→ **What is required**
Copy the listing below word for word, from its first line through the line containing "(288, 401), (325, 427)", with both of those lines included.

→ **Material provided**
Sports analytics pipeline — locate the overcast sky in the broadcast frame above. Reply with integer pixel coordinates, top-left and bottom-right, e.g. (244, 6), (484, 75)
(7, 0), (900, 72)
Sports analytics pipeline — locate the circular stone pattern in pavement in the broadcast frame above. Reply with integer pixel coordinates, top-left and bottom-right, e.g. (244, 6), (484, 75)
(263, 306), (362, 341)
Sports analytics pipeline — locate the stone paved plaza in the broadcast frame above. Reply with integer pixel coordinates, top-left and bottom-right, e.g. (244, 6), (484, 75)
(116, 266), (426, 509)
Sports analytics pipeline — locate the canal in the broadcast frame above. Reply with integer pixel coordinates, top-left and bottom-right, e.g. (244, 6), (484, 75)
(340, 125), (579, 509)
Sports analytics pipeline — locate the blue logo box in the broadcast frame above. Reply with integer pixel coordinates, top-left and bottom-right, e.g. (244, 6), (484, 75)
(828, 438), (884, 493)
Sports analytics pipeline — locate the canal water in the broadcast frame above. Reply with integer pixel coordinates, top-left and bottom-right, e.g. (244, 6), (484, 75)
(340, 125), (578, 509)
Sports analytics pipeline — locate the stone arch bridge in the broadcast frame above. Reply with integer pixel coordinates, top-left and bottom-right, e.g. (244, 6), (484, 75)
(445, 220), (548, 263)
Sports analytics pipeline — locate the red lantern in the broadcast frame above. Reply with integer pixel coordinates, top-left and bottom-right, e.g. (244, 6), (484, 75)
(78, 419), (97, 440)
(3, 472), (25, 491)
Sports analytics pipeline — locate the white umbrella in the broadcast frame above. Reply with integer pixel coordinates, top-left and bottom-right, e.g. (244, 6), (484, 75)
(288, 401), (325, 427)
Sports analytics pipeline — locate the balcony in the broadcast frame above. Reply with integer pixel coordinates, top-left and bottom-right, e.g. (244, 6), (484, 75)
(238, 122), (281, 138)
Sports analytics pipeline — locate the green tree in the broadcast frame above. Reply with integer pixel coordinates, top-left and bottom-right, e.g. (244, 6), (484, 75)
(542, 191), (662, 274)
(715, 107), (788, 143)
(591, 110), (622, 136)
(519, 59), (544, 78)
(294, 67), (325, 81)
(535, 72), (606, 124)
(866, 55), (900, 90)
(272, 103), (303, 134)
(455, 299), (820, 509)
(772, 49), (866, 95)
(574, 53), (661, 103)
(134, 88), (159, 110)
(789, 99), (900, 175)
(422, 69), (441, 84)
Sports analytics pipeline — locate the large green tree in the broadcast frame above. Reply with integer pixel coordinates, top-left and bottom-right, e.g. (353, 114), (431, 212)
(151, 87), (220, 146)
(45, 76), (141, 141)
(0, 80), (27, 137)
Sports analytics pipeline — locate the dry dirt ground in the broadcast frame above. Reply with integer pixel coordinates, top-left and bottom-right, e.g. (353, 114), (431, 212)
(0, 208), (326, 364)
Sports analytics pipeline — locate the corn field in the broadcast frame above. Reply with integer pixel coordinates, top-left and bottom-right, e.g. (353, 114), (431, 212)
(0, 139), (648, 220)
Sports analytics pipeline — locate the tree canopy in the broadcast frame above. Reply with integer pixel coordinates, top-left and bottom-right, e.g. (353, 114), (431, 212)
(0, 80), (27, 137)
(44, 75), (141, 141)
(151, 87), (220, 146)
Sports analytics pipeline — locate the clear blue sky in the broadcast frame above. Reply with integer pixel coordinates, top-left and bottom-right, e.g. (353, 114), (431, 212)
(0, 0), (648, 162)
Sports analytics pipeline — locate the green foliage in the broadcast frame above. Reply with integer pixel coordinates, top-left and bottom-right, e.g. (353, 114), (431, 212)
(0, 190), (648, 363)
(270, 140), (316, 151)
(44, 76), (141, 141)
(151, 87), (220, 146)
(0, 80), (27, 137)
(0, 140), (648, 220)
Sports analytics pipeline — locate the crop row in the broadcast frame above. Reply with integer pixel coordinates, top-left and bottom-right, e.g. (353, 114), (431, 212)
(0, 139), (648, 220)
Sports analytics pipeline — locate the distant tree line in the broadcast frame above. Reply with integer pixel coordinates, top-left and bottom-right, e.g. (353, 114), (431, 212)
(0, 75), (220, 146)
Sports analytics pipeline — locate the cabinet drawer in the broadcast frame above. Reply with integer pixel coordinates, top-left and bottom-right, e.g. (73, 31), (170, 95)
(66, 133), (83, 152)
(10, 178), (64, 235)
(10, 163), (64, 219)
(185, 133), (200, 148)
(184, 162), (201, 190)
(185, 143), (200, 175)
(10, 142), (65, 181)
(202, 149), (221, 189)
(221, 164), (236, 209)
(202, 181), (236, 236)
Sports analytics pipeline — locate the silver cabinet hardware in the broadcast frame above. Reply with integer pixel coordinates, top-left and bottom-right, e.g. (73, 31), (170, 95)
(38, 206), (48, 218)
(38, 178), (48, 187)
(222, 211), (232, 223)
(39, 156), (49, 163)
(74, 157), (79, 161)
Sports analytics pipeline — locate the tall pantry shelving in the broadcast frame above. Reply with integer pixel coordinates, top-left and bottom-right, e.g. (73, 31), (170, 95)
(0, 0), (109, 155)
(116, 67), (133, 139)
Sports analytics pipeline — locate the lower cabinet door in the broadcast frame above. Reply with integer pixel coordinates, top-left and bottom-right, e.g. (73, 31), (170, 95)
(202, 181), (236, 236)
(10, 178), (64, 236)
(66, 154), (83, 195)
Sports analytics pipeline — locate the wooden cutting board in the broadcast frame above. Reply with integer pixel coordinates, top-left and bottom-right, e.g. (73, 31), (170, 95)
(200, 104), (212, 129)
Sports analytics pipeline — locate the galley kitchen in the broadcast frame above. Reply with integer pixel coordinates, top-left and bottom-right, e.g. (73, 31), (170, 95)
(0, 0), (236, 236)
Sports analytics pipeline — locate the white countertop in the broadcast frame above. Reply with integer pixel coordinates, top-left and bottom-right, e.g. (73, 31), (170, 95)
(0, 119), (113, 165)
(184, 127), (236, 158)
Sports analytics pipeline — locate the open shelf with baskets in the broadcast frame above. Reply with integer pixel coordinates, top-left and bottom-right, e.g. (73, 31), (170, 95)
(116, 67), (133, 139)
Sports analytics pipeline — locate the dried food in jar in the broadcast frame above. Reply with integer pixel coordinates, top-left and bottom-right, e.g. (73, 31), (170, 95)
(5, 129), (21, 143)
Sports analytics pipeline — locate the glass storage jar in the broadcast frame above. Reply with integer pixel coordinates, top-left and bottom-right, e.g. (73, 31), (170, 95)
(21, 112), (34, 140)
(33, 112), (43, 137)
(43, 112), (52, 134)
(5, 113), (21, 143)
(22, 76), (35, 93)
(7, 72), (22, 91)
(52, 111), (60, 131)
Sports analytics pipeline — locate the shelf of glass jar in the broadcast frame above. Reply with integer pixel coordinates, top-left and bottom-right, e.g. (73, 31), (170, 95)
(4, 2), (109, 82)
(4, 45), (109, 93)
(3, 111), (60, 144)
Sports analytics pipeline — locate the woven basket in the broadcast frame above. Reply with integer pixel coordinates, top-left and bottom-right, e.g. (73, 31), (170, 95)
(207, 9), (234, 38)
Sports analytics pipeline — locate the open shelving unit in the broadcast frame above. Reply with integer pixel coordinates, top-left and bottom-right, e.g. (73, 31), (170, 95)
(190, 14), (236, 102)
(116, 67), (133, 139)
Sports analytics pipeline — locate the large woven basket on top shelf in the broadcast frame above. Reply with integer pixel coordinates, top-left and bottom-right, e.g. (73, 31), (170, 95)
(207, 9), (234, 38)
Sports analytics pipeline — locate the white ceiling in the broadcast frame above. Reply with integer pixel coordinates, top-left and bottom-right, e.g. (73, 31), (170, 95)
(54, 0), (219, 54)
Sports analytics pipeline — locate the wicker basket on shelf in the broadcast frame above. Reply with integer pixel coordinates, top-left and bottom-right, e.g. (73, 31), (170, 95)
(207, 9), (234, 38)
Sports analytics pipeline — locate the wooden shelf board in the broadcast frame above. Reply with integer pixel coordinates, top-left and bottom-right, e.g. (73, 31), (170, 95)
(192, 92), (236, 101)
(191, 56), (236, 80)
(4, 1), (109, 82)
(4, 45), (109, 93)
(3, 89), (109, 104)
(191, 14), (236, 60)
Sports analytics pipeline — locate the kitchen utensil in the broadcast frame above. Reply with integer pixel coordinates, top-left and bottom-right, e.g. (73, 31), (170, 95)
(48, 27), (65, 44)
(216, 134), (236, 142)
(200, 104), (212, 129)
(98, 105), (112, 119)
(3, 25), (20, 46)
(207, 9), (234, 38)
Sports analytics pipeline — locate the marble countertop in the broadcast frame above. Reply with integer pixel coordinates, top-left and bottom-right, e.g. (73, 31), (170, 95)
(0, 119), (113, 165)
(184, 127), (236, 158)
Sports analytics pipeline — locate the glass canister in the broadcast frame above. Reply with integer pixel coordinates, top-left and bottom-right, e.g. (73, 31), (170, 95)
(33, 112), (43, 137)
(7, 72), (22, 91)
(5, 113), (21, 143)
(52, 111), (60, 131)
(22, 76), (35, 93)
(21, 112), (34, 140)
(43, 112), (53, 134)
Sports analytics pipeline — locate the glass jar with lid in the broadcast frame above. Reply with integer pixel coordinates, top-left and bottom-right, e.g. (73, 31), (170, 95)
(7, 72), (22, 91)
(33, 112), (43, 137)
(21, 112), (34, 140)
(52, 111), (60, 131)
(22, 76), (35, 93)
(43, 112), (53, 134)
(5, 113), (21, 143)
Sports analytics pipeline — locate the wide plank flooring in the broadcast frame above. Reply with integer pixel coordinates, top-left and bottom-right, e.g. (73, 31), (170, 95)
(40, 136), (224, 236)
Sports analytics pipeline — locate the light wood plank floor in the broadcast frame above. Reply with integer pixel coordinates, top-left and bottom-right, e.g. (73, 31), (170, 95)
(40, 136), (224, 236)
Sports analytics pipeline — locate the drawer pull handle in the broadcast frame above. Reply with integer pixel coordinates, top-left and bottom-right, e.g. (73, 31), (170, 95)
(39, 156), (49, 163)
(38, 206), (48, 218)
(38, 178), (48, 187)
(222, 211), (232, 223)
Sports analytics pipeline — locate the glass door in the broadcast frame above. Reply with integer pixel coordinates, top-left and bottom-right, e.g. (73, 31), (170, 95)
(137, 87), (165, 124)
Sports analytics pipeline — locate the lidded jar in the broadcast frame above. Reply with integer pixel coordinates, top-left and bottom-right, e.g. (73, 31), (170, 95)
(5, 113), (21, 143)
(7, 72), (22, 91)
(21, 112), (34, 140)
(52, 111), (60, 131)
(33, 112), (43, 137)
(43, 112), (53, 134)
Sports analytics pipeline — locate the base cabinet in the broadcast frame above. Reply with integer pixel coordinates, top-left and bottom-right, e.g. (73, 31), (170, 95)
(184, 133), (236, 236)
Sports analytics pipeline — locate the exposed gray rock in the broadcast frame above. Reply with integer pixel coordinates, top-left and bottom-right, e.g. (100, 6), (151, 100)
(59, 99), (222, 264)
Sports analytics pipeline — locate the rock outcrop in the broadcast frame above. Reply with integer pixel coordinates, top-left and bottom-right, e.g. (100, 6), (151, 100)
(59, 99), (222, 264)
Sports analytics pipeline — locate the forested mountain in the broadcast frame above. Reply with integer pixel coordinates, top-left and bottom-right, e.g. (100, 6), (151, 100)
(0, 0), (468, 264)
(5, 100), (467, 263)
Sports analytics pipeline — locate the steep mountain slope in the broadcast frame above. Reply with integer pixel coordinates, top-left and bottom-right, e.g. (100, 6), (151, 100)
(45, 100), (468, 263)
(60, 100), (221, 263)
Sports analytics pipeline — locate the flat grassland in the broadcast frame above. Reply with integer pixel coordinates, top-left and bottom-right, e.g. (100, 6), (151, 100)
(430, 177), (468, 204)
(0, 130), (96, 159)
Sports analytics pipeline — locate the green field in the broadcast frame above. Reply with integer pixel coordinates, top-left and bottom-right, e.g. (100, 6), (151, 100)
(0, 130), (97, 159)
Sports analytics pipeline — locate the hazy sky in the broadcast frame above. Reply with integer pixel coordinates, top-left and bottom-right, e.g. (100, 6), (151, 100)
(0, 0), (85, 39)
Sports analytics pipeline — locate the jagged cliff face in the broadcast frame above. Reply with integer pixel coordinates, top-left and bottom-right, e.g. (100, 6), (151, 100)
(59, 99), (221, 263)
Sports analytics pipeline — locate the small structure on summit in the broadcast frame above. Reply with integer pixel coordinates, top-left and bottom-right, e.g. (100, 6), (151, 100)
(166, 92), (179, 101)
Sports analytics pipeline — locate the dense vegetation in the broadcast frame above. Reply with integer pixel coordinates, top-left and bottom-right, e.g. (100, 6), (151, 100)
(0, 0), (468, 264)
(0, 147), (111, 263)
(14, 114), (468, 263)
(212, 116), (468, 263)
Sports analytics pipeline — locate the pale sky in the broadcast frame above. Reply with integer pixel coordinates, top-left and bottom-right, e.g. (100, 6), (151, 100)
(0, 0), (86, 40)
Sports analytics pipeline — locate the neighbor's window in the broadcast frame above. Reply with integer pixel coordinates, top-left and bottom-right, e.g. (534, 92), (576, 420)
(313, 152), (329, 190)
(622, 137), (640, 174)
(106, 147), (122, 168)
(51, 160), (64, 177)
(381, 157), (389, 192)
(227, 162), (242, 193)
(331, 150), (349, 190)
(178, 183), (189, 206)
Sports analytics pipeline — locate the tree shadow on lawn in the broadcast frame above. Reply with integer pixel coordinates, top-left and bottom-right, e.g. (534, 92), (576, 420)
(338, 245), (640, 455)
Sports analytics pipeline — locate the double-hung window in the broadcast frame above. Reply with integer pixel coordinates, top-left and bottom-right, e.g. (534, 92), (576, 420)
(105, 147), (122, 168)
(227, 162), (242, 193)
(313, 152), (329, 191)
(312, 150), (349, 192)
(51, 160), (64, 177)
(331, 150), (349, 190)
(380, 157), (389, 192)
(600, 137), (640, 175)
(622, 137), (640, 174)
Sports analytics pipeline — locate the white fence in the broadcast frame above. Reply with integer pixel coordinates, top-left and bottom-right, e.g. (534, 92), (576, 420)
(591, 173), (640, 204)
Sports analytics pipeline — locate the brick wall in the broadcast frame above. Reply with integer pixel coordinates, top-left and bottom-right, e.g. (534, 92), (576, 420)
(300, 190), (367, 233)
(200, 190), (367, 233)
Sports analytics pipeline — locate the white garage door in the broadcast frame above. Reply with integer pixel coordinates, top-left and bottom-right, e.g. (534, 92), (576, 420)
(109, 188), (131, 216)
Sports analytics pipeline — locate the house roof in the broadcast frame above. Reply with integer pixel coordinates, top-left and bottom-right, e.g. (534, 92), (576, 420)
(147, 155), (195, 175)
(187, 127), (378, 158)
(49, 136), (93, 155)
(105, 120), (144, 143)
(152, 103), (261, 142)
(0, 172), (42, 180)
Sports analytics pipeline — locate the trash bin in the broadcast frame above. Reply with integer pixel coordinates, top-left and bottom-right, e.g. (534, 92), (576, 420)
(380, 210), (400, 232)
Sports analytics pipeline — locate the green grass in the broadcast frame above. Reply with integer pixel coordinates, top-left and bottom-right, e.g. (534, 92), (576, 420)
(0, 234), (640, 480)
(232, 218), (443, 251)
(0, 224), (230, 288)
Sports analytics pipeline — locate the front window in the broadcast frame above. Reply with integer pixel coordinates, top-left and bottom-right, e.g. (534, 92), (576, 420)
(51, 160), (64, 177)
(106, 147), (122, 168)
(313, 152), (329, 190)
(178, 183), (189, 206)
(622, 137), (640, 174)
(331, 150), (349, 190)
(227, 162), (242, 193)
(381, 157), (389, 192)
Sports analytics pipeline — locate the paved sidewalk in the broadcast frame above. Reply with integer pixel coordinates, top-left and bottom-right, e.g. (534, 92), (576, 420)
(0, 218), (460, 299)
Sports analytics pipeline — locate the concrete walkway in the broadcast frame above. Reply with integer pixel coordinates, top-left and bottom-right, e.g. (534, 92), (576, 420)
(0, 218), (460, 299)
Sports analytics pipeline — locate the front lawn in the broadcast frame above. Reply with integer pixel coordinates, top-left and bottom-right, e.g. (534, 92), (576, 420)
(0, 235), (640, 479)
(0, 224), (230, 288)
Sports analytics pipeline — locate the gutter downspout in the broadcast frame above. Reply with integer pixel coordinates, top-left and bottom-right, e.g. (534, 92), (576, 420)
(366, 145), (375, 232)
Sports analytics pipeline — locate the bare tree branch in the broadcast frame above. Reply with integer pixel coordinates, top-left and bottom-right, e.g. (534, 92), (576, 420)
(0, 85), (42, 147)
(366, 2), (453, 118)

→ **Answer for the task**
Sports analytics pipeline — locate the overcast sky in the broadcast frame above. Reply with integer pixel coordinates, top-left and bottom-right, e.g. (244, 6), (484, 75)
(7, 0), (900, 72)
Sports analytics pipeline — locate the circular stone pattern in pavement in the broadcast frame above. Reply with integer pixel coordinates, top-left and bottom-right, e.g. (244, 6), (484, 75)
(263, 306), (362, 341)
Sports analytics pipeline — locate the stone paved plaza in the broadcast frame above. Reply with integer pixel coordinates, top-left and bottom-right, e.g. (244, 6), (484, 75)
(116, 266), (426, 509)
Sports analytics pipeline — locate the canal in the broadcast frame above. Reply with integer pixel coordinates, top-left and bottom-right, e.g. (244, 6), (484, 75)
(340, 125), (579, 509)
Sports analytics pipeline — locate the blue logo box in the broadcast frame above. Reply with integer pixel coordinates, top-left and bottom-right, e.g. (244, 6), (484, 75)
(828, 438), (884, 493)
Sports analytics pipeline — locate the canal water in the broadcast frame above. Reply with integer pixel coordinates, top-left and bottom-right, e.g. (244, 6), (484, 75)
(340, 125), (578, 509)
Sports analytics pipeline — locate the stone arch bridge in the broadcast frame above. Reply with integer pixel coordinates, top-left and bottom-right, e.g. (244, 6), (484, 75)
(445, 220), (548, 263)
Sports analytics pipeline — locate the red lantern in the broadcast frame above. Reply with integer pixel coordinates, top-left and bottom-right, e.g. (244, 6), (484, 75)
(78, 419), (97, 440)
(3, 472), (25, 491)
Sports analytics pipeline — locate the white umbrella in the broadcast frame above. Reply with integer pixel coordinates, top-left and bottom-right, e.g. (244, 6), (484, 75)
(288, 401), (325, 427)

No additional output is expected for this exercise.